___ 所给文本

如何在Real World Haskell中执行代码?

3

首先,抱歉。这是我第一次编译Haskell代码。我正在编译《Real World Haskell》第24章中的一些代码。该代码使用在另一个源文件中实现的MapReduce引擎来计算一行中单词的数量。以下是代码:

module Main where

import Control.Monad (forM_)
import Data.Int (Int64)
import qualified Data.ByteString.Lazy.Char8 as LB
import System.Environment (getArgs)

import LineChunks (chunkedReadWith)
import MapReduce (mapReduce, rnf)

lineCount :: [LB.ByteString] -> Int64
lineCount = mapReduce rdeepseq (LB.count '\n')
                      rdeepseq sum

main :: IO ()
main = do
  args <- getArgs
  forM_ args $ \path -> do
    numLines <- chunkedReadWith lineCount path
    putStrLn $ path ++ ": " ++ show numLines

这段代码编译通过,我得到了一个LineCount.exe。

现在,我应该如何使用它来计算文件中的行数?我有一个名为“test”的文件,其中包含一些测试文本。但是当我执行以下操作时:

LineCount test

在命令行中,我得到了以下结果:
Exception: test: hGetBufSome: illegal operation (handle is closed)

可能出了什么问题?

______
___ 给定记录

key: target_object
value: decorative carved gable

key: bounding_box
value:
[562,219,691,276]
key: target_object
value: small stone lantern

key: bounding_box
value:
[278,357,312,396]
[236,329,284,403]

______

* _练习任务_
**1)** 请把全部带标注框的记录逐行转换成Markdown表格，两列分别为“序号”和“行内容”，空行不计入。
**2)** 续写那篇关于运行Haskell行数统计程序时报错的帖子，从它的最后一句之后接着写。

* _逐题结果_
**1)**
| 序号 | 行内容 |
|---|---|
| 1 | key: target_object |
| 2 | value: decorative carved gable |
| 3 | key: bounding_box |
| 4 | value: |
| 5 | [562,219,691,276] |
| 6 | key: target_object |
| 7 | value: small stone lantern |
| 8 | key: bounding_box |
| 9 | value: |
| 10 | [278,357,312,396] |
| 11 | [236,329,284,403] |

**2)**
以下是另一个文件中更多的代码:

module LineChunks
    (
      chunkedReadWith
    ) where

import Control.Exception (bracket, finally)
import Control.Monad (forM, liftM)
import Control.Parallel.Strategies (NFData, rdeepseq)
import Data.Int (Int64)
import qualified Data.ByteString.Lazy.Char8 as LB
import GHC.Conc (numCapabilities)
import System.IO

data ChunkSpec = CS {
      chunkOffset :: !Int64
    , chunkLength :: !Int64
    } deriving (Eq, Show)

withChunks :: (NFData a) =>
              (FilePath -> IO [ChunkSpec])
           -> ([LB.ByteString] -> a)
           -> FilePath
           -> IO a
withChunks chunkFunc process path = do
  (chunks, handles) <- chunkedRead chunkFunc path
  let r = process chunks
  (rdeepseq r `seq` return r) `finally` mapM_ hClose handles

chunkedReadWith :: (NFData a) =>
                   ([LB.ByteString] -> a) -> FilePath -> IO a
chunkedReadWith func path =
    withChunks (lineChunks (numCapabilities * 4)) func path
{-- /snippet withChunks --}

{-- snippet chunkedRead --}
chunkedRead :: (FilePath -> IO [ChunkSpec])
            -> FilePath
            -> IO ([LB.ByteString], [Handle])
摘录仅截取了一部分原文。